▸ **What to produce**:
Return, unchanged, the lines of the material between the line containing "building visible in this image. Could you help?" and the line containing "[324,100,336,111]", inclusive.

▸ **Stored data**:

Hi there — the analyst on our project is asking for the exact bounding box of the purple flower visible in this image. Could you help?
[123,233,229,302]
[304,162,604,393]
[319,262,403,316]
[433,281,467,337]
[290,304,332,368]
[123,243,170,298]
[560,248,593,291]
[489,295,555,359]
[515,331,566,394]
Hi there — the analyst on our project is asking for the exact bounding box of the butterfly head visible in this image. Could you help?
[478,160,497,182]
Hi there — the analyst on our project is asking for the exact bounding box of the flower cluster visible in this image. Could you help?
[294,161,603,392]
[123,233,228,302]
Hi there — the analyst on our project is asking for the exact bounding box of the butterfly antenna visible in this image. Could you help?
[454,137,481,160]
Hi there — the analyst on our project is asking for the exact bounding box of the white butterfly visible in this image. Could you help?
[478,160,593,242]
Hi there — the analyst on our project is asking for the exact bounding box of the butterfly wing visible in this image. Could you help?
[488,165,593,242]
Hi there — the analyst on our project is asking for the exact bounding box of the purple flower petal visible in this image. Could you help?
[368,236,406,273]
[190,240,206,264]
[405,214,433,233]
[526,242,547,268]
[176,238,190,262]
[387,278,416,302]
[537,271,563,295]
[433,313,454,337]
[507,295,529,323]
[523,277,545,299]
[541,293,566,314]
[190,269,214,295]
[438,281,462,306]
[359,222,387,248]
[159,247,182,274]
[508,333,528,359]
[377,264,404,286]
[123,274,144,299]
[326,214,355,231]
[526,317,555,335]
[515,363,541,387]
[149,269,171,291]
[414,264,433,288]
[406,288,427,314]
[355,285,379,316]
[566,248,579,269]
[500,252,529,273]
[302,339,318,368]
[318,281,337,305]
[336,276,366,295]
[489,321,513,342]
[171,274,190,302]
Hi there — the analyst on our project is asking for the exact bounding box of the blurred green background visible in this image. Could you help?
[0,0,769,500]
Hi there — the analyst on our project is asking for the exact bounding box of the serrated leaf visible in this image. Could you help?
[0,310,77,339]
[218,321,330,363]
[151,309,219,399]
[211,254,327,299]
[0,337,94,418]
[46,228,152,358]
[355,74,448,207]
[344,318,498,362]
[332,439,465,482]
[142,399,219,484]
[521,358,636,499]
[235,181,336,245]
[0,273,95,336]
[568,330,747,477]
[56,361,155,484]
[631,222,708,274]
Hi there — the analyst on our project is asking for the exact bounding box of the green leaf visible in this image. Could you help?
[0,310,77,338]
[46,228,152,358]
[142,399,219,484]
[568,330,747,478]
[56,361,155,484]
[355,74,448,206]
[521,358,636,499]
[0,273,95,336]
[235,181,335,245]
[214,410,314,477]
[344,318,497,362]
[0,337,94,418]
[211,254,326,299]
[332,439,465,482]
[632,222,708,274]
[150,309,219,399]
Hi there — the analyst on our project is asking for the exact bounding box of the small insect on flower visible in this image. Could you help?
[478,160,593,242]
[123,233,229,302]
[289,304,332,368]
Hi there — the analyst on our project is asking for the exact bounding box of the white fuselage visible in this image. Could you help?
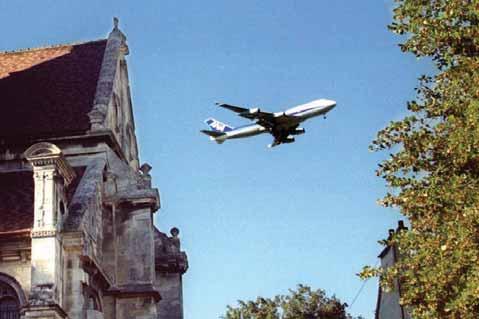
[211,99,336,143]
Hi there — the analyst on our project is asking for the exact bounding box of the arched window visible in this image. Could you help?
[0,281,20,319]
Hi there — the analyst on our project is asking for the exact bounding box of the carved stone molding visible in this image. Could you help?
[32,230,57,238]
[25,142,76,186]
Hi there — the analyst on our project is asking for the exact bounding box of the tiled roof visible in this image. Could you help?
[0,167,85,235]
[0,40,106,138]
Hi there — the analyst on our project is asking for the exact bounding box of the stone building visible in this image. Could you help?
[0,19,188,319]
[375,221,410,319]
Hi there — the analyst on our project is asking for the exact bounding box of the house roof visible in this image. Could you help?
[0,167,85,235]
[0,40,107,138]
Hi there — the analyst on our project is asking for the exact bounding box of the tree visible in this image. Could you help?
[222,285,360,319]
[361,0,479,319]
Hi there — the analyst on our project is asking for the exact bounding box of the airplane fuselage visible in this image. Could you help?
[211,99,336,143]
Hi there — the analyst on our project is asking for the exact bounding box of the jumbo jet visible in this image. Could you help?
[201,99,336,147]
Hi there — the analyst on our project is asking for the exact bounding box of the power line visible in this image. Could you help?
[348,260,379,309]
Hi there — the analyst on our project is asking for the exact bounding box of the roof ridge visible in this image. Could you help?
[0,39,107,55]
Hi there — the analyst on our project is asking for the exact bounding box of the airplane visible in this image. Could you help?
[201,99,336,148]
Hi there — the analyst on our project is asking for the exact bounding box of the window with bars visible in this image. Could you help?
[0,282,20,319]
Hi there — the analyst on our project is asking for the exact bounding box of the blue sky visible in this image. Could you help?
[0,0,430,319]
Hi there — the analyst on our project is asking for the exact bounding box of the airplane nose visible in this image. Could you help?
[324,100,336,111]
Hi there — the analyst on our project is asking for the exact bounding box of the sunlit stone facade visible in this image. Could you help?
[0,19,188,319]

▸ **Answer to the problem**:
Hi there — the analyst on our project is asking for the exact bounding box of the stone building visible in this image. Could you help?
[0,19,188,319]
[375,221,410,319]
Hi there — the analyst on our project is asking for the exact bounding box of the house roof visible in this image. Could you help?
[0,167,85,235]
[0,40,107,138]
Hi there — the analyst on our project is asking for the exact bounding box of the tree visible in this image. Could you help?
[222,285,360,319]
[361,0,479,319]
Hi there — the analyst on our project is asking for the exact bounding box of the airplane fuselage visible in this image. Could you help?
[211,99,336,143]
Hi there — the analyst on our project is asking for the exact bounding box of the jumbo jet visible in this image. Could you help?
[201,99,336,147]
Hi there — the analyst on our project is asking for the exact bounding box of the power line visible in this image. Could you help?
[348,260,379,309]
Hi there — the analyst on our project is asking for the exact bounding box of the roof ridge visible in this image. Could you help?
[0,39,107,55]
Hi there — the analyst on our project is asking for the exact bounding box of the airplane visible in this image. Could you help?
[201,99,336,148]
Hi there — the analyst on our project is asking for the exact bounding box of the window with bars visible in this image. Could you help?
[0,282,20,319]
Hi there — the analyst on our project is asking for the exact bounding box of the blue sky visible in this image. Could you help?
[0,0,430,319]
Hi there — the analyst on our project is asking for the exact bounding box of the airplane nose visible in this image. Could you help?
[324,100,336,111]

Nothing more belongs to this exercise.